» TO DO
Read the lines of the data below and retrieve those with "sign".

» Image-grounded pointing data
/---
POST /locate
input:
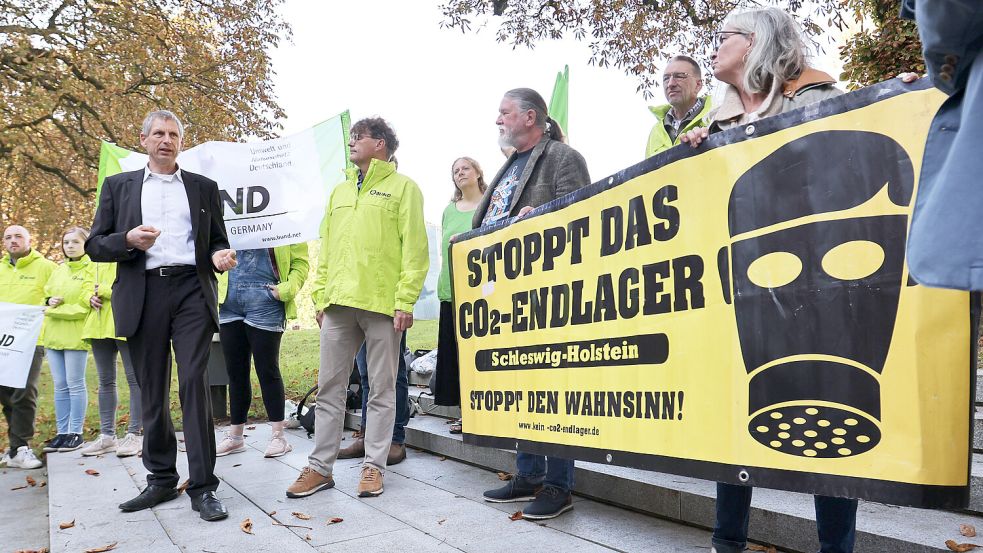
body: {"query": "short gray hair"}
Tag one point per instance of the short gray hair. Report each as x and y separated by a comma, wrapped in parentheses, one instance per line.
(779, 51)
(162, 114)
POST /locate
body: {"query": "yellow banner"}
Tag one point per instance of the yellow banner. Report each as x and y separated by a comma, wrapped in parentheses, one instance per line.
(741, 313)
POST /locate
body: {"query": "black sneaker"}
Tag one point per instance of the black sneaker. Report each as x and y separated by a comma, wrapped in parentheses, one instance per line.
(551, 502)
(71, 442)
(515, 490)
(53, 444)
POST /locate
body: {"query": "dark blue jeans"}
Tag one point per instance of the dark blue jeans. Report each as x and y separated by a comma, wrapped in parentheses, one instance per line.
(552, 471)
(402, 391)
(836, 520)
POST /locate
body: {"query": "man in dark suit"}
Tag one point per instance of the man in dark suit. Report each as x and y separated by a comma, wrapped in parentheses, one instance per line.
(540, 169)
(164, 227)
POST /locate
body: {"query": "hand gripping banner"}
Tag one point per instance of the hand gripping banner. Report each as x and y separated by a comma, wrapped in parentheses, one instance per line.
(741, 312)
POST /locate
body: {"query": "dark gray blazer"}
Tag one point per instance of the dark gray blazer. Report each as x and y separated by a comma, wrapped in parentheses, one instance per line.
(120, 210)
(553, 170)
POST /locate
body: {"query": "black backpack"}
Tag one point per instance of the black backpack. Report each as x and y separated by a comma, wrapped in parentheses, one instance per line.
(353, 401)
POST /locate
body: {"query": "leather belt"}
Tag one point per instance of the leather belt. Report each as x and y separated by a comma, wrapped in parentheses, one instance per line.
(171, 270)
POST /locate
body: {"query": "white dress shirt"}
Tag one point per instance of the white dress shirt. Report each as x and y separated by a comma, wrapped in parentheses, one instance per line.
(164, 205)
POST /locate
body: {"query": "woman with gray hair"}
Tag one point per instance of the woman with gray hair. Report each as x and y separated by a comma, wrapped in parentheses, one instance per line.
(761, 57)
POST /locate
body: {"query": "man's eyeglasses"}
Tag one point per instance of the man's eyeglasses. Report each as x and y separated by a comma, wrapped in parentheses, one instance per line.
(720, 36)
(679, 76)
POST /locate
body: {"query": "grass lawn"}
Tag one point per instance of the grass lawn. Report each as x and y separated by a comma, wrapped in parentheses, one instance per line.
(298, 365)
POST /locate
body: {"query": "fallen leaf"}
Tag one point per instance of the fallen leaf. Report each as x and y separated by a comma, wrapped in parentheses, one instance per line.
(960, 547)
(102, 549)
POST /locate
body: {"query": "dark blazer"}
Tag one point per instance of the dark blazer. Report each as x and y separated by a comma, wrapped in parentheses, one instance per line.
(944, 240)
(553, 170)
(119, 211)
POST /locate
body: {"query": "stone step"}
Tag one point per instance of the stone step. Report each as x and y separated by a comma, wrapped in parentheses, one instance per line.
(784, 519)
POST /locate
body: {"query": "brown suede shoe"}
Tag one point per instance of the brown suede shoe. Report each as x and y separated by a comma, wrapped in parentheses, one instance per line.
(354, 451)
(397, 452)
(309, 482)
(371, 483)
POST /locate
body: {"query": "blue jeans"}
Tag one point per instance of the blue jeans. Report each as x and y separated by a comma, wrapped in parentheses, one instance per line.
(552, 471)
(836, 520)
(71, 397)
(402, 391)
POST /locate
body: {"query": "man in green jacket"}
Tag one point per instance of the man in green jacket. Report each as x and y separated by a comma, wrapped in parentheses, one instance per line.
(681, 83)
(23, 274)
(374, 258)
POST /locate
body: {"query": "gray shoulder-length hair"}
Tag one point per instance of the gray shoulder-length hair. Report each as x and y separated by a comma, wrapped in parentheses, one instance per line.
(779, 50)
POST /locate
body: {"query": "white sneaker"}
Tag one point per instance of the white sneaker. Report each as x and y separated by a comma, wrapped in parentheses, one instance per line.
(130, 445)
(24, 459)
(230, 444)
(103, 444)
(278, 445)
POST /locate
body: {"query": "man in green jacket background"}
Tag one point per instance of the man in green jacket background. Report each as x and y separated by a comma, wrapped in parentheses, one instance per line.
(681, 82)
(23, 274)
(373, 261)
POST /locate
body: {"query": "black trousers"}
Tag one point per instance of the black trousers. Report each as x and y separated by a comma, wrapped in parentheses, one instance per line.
(175, 314)
(447, 381)
(240, 342)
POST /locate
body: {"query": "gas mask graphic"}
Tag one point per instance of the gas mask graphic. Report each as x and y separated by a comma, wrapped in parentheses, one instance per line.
(816, 290)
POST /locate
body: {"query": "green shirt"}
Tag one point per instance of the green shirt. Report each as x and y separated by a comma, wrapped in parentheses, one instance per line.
(453, 222)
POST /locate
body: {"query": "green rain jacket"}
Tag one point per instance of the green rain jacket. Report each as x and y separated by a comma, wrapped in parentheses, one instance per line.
(292, 268)
(63, 323)
(99, 323)
(24, 283)
(659, 138)
(374, 252)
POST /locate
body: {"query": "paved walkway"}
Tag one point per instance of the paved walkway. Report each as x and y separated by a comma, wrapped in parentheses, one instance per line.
(431, 504)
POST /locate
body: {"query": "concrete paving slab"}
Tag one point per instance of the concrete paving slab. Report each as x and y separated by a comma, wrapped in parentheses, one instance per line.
(29, 528)
(91, 503)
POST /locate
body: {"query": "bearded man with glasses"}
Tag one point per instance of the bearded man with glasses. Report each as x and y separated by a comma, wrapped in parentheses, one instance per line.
(686, 110)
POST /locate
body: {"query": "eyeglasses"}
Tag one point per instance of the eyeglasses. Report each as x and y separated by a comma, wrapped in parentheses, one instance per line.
(679, 76)
(720, 36)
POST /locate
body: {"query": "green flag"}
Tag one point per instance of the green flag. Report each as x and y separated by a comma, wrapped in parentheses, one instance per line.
(559, 100)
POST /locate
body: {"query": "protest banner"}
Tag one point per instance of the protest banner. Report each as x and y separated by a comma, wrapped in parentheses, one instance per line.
(273, 192)
(739, 312)
(20, 327)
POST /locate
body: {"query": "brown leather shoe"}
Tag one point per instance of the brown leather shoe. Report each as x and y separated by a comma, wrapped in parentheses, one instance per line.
(397, 452)
(371, 483)
(354, 451)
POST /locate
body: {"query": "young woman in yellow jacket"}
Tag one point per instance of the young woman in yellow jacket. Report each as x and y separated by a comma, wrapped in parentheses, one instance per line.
(100, 331)
(64, 347)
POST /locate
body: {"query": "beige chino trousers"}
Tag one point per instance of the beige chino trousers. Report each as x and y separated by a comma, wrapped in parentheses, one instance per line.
(343, 330)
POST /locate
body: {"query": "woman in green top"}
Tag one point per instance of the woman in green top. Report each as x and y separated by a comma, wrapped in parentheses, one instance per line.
(64, 347)
(469, 185)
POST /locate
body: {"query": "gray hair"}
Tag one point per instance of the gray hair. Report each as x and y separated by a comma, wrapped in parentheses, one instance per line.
(527, 99)
(779, 51)
(165, 115)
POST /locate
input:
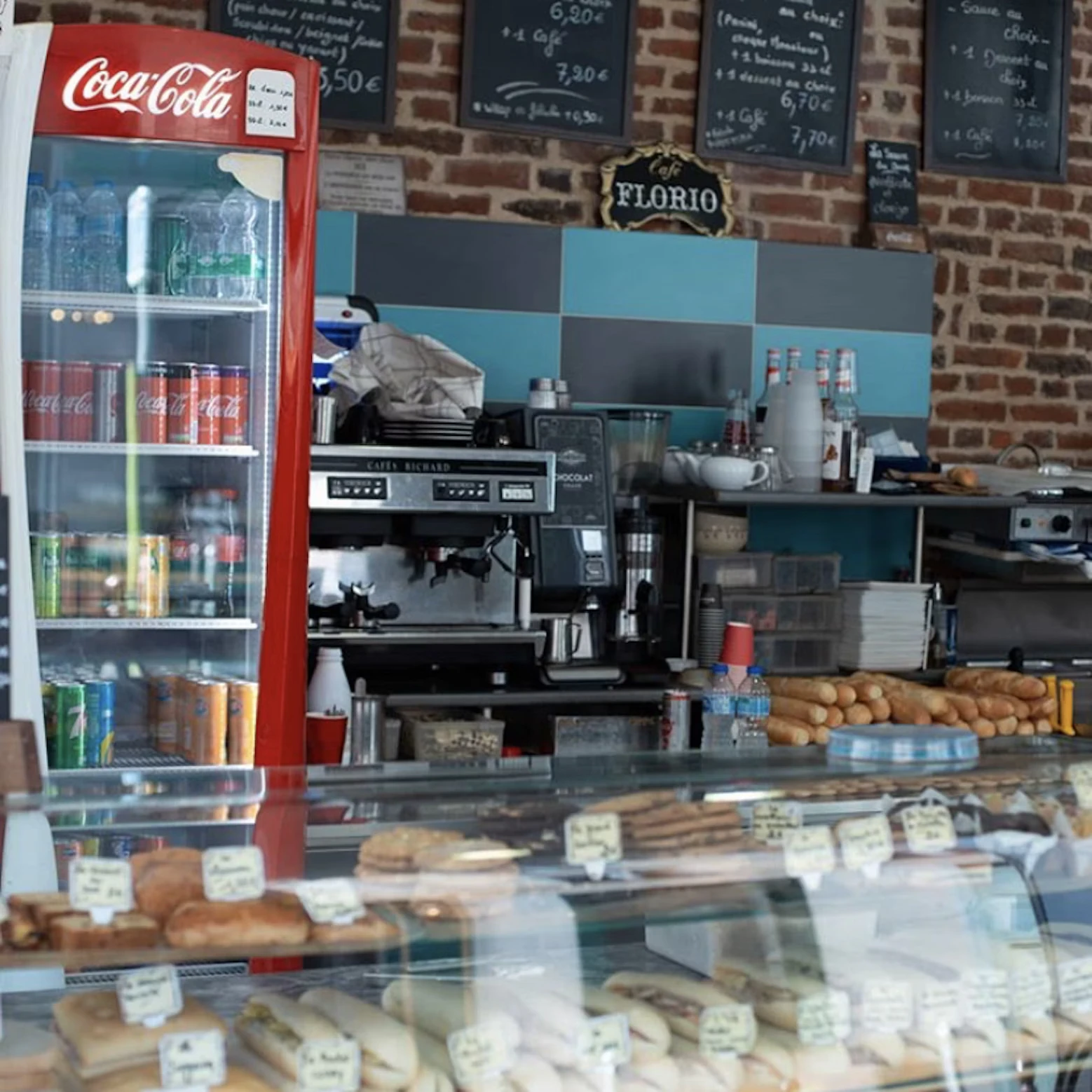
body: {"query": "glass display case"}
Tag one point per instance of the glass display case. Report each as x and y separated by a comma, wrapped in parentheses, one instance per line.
(653, 923)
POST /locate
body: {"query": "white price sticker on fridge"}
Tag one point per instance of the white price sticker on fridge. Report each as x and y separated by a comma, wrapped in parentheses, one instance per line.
(330, 1065)
(234, 875)
(929, 828)
(150, 996)
(192, 1060)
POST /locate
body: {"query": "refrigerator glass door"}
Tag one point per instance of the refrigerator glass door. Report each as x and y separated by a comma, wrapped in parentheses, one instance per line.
(151, 343)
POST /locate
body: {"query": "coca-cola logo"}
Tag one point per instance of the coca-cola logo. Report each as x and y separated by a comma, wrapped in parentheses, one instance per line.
(186, 88)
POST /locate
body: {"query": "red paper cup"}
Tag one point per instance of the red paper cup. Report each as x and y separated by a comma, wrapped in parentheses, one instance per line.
(326, 738)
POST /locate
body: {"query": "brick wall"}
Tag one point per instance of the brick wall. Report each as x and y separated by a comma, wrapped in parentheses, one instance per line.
(1013, 315)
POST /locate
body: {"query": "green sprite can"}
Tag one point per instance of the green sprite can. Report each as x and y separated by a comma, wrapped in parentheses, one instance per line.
(46, 573)
(71, 704)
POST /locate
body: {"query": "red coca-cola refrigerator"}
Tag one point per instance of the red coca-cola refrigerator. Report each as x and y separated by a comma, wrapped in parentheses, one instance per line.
(156, 357)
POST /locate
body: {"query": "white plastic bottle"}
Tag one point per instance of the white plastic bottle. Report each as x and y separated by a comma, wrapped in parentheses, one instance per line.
(329, 690)
(103, 239)
(239, 264)
(718, 711)
(37, 234)
(67, 254)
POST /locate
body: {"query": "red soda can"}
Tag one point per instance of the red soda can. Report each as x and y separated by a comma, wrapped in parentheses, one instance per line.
(78, 401)
(182, 403)
(210, 423)
(109, 379)
(41, 400)
(152, 403)
(235, 403)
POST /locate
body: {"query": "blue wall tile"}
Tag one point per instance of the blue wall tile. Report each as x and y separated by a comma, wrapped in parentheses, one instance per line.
(336, 254)
(894, 370)
(649, 275)
(511, 348)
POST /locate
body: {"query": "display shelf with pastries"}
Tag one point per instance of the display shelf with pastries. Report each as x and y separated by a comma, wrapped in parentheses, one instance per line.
(735, 927)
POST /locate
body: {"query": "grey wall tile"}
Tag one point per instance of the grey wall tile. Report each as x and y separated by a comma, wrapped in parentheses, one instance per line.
(845, 287)
(647, 363)
(428, 261)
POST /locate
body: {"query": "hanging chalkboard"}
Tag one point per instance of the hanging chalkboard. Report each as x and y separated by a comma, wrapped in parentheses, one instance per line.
(997, 88)
(551, 67)
(892, 182)
(356, 44)
(779, 82)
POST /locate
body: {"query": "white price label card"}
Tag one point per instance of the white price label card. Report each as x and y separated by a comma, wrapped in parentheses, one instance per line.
(824, 1018)
(985, 996)
(929, 828)
(726, 1030)
(331, 902)
(770, 819)
(479, 1053)
(604, 1042)
(234, 875)
(866, 843)
(1079, 775)
(150, 996)
(192, 1060)
(887, 1006)
(329, 1066)
(102, 887)
(1074, 985)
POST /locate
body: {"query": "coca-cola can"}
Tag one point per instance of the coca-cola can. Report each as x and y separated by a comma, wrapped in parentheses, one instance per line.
(109, 402)
(78, 401)
(152, 403)
(235, 405)
(41, 400)
(182, 403)
(210, 423)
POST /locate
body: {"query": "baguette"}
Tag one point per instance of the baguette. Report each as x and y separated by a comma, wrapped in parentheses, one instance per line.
(807, 711)
(821, 694)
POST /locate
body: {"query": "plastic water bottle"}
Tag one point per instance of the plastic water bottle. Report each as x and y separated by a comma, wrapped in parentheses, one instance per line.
(753, 711)
(36, 234)
(718, 711)
(104, 240)
(68, 239)
(203, 244)
(239, 262)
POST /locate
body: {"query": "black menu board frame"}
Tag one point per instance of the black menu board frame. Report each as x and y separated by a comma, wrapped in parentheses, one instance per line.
(707, 86)
(469, 121)
(221, 23)
(981, 168)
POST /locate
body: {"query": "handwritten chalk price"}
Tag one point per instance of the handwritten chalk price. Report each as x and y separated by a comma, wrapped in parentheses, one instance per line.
(192, 1060)
(150, 996)
(770, 819)
(726, 1031)
(234, 875)
(604, 1042)
(101, 887)
(929, 828)
(479, 1053)
(331, 1065)
(866, 843)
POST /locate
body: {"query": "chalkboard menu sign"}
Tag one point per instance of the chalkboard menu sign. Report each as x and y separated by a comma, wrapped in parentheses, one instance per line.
\---
» YOUR SOLUTION
body: {"query": "chalkboard menu sign"}
Tag one point per instance of the chalkboard menu sign. Report each as x and y separated by a comma, wrapped in parentheses, one instance per line.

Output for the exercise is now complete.